* BEGIN *
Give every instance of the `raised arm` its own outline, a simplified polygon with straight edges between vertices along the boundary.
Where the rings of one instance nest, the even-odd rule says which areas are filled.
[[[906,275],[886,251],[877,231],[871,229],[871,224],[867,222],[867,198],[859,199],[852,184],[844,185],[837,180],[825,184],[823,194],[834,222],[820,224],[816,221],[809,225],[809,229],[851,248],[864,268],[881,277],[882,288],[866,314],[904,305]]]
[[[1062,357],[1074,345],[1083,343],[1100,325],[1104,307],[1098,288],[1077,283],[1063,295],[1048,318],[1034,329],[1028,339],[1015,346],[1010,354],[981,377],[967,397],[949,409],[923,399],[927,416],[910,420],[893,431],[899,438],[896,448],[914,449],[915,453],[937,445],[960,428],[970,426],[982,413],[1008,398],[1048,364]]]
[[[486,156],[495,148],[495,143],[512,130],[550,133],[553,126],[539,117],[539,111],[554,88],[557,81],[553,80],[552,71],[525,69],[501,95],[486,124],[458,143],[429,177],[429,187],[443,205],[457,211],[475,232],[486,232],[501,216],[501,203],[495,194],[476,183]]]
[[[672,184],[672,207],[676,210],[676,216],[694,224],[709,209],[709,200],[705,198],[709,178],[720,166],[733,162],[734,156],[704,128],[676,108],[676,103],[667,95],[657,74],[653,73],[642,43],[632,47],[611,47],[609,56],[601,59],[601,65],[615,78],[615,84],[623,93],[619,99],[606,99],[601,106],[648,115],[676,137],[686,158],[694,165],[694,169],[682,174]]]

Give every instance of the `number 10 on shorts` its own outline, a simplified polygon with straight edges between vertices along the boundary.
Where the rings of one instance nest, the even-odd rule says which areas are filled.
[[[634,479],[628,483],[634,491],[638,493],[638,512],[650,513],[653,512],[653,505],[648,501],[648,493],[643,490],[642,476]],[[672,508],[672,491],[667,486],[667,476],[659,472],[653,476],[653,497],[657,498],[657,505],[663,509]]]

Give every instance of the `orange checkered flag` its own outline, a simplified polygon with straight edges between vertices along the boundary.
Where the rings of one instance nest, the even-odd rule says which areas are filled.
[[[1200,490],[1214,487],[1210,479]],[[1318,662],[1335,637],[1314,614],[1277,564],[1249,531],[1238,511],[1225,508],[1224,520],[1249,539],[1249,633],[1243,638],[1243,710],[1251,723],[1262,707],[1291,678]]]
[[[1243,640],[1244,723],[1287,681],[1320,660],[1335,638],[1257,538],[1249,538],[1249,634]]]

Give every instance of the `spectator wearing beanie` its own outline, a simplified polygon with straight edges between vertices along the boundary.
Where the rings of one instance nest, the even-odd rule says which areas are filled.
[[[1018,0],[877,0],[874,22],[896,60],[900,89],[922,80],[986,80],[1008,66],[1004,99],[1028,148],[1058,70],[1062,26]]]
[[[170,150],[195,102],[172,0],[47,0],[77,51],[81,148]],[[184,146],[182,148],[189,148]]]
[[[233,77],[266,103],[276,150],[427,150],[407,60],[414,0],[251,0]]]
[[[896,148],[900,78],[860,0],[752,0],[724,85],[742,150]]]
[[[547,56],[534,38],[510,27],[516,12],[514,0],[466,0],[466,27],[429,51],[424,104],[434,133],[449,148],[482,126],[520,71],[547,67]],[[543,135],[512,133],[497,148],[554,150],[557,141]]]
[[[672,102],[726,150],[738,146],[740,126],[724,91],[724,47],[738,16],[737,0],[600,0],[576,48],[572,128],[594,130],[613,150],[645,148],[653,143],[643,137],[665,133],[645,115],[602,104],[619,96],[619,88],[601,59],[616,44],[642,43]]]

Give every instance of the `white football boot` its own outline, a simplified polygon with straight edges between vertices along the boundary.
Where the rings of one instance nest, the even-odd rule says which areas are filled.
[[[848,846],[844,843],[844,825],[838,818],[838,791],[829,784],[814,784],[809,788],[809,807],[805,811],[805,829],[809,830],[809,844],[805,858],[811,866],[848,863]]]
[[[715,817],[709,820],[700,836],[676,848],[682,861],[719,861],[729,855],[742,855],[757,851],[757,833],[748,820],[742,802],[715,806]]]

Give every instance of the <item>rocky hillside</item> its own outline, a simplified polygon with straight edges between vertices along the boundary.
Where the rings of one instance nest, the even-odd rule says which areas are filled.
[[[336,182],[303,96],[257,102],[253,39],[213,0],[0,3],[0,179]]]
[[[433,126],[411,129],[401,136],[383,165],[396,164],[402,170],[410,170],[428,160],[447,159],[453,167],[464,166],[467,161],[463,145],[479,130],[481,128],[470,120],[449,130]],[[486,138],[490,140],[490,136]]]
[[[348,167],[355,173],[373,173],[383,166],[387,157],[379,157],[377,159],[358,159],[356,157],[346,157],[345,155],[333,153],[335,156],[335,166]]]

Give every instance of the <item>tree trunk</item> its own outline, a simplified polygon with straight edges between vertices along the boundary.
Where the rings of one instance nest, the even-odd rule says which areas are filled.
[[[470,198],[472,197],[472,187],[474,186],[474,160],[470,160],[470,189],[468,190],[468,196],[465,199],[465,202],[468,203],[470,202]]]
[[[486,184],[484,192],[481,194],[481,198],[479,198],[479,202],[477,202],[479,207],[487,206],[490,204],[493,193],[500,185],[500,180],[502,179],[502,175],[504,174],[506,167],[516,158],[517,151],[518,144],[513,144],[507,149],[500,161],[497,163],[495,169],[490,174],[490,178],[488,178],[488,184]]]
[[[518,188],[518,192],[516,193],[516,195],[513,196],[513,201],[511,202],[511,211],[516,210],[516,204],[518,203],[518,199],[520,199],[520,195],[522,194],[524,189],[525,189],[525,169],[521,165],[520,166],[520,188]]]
* END *
* BEGIN *
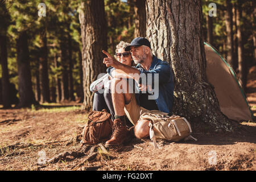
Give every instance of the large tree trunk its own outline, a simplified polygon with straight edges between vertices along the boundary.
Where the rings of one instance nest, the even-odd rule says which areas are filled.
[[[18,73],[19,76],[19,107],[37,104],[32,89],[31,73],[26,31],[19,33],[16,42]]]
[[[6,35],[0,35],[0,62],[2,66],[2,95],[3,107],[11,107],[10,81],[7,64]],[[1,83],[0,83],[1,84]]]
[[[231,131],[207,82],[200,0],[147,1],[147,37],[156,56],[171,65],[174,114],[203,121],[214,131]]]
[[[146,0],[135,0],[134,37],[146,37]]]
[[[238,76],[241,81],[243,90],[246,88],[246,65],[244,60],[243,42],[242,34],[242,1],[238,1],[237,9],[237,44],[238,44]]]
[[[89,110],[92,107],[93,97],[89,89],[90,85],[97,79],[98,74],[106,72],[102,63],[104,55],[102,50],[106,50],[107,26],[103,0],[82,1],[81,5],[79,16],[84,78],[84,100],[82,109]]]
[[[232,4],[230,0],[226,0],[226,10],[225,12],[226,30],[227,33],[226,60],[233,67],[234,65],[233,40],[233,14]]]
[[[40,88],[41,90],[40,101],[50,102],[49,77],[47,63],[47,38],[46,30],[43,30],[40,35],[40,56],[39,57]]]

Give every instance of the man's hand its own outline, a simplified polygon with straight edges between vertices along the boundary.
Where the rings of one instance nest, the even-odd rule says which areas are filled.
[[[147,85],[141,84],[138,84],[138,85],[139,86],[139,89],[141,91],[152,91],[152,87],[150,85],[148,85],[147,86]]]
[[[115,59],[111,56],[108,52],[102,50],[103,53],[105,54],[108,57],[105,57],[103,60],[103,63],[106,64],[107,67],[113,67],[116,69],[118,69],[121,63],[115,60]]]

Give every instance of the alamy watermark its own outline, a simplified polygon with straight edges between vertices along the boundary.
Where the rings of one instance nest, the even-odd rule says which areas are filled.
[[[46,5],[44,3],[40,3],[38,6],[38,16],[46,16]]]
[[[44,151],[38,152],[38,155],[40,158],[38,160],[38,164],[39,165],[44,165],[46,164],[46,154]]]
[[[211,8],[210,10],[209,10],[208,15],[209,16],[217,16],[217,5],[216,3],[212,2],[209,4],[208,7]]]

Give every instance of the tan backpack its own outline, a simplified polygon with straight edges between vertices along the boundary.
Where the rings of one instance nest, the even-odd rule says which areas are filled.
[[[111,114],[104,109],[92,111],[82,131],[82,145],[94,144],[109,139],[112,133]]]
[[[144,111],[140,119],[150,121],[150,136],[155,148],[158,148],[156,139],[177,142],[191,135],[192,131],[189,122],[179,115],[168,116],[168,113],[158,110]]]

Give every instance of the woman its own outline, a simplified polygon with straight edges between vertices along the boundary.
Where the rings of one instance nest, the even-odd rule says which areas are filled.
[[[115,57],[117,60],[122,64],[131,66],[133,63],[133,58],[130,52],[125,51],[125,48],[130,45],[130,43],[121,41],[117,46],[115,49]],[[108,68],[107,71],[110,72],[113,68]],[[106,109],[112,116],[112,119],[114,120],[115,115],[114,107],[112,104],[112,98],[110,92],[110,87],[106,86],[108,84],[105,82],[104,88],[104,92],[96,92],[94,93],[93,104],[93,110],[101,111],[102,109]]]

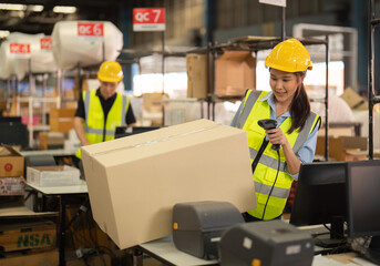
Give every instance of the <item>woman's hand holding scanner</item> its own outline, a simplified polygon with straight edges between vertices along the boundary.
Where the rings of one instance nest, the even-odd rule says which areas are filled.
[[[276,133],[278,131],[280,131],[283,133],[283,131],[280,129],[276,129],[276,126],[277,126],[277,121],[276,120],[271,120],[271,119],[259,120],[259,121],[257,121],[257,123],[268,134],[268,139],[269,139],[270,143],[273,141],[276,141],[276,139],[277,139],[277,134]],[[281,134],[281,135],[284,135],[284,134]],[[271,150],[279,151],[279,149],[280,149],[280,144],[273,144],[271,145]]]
* END *
* BEGIN *
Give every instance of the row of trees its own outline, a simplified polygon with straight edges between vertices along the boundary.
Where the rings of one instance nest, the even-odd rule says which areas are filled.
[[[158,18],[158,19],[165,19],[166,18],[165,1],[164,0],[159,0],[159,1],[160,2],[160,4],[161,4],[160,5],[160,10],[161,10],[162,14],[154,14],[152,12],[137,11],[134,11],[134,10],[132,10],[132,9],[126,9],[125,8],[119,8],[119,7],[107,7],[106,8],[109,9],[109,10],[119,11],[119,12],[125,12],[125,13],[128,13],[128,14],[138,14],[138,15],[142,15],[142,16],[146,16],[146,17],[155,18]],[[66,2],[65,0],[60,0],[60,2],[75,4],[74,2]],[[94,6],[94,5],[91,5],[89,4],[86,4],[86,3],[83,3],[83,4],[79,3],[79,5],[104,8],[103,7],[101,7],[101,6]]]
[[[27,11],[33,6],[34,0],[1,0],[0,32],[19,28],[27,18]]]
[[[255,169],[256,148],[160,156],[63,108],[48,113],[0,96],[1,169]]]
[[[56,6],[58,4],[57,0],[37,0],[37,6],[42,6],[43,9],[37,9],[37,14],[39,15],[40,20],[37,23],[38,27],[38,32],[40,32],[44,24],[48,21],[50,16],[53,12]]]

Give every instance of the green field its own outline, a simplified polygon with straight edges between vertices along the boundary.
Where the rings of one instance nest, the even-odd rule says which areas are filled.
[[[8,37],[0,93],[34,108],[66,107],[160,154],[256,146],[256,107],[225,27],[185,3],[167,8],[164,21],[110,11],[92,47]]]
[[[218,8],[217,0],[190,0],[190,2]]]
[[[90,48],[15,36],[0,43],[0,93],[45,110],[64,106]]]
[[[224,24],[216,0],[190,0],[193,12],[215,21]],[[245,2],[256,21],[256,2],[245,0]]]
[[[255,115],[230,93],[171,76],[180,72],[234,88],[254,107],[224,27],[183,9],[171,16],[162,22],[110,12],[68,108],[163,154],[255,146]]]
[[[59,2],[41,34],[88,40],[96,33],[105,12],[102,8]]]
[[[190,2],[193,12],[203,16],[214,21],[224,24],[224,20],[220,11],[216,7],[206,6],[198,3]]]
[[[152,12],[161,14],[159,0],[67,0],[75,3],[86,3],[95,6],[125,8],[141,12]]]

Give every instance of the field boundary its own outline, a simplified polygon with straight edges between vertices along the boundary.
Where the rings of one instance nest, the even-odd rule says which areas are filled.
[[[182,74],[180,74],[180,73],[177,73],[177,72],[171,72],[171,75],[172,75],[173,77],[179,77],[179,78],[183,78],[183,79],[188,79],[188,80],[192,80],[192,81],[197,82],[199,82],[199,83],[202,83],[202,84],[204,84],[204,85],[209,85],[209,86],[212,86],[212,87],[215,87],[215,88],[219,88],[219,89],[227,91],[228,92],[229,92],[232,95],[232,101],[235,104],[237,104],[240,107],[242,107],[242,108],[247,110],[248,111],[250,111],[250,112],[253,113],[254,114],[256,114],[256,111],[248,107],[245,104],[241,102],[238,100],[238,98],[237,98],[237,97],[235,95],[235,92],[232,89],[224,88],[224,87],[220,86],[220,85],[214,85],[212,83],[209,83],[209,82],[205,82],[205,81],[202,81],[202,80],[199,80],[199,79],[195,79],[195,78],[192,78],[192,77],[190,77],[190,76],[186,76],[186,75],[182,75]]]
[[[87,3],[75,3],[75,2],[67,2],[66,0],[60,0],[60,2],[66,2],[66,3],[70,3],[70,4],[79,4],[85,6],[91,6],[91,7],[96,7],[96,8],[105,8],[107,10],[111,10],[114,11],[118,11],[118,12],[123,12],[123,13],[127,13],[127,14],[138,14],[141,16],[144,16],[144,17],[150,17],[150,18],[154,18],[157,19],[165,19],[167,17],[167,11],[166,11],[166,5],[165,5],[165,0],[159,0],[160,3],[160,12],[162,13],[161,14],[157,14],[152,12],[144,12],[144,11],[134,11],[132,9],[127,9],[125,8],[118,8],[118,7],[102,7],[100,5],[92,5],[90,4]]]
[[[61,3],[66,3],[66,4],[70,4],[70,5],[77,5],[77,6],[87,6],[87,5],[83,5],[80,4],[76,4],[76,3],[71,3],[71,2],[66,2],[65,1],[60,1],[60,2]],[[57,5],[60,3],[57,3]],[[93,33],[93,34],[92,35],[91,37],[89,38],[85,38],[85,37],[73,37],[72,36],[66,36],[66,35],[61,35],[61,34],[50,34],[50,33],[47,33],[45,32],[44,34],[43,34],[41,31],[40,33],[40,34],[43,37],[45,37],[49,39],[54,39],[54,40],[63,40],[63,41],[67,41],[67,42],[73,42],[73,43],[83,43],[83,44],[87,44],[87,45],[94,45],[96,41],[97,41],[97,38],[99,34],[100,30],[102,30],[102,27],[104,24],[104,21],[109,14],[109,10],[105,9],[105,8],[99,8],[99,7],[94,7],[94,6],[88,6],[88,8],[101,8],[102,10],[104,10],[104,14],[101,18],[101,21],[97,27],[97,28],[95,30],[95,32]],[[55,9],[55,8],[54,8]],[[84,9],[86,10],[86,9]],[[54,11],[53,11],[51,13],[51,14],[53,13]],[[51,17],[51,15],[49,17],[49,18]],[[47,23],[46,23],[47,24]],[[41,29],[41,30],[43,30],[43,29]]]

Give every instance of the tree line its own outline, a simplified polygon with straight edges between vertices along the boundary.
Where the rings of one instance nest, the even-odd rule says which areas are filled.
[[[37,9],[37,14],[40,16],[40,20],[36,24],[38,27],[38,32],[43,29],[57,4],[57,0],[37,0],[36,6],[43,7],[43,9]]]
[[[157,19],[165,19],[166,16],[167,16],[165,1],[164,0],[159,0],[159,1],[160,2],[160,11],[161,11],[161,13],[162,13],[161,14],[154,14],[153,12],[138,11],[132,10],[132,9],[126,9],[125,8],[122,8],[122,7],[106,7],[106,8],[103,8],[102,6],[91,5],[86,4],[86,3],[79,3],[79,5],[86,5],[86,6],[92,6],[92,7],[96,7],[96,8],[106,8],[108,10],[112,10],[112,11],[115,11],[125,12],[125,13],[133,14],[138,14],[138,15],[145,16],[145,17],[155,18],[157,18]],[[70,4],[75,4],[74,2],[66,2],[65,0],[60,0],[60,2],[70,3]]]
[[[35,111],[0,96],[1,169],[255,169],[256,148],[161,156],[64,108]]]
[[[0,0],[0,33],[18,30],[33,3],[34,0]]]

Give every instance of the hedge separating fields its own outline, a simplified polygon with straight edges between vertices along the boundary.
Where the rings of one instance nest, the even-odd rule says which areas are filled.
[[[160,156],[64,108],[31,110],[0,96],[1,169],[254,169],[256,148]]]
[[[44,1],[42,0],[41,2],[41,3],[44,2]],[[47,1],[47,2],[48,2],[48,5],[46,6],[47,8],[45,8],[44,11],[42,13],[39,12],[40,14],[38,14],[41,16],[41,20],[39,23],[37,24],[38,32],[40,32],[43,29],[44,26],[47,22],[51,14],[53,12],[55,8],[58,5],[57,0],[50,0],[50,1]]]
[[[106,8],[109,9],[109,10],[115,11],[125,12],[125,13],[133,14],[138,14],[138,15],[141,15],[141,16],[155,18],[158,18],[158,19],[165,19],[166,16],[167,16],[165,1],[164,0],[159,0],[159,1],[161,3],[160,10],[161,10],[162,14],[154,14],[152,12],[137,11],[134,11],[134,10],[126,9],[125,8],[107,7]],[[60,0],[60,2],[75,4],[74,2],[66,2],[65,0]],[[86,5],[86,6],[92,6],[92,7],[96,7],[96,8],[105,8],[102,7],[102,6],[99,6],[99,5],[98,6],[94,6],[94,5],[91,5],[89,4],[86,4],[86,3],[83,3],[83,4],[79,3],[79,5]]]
* END *
• _Goal_
Please count the lines in the items above that contain the word "woman", and give only that number.

• _Answer for this exercise_
2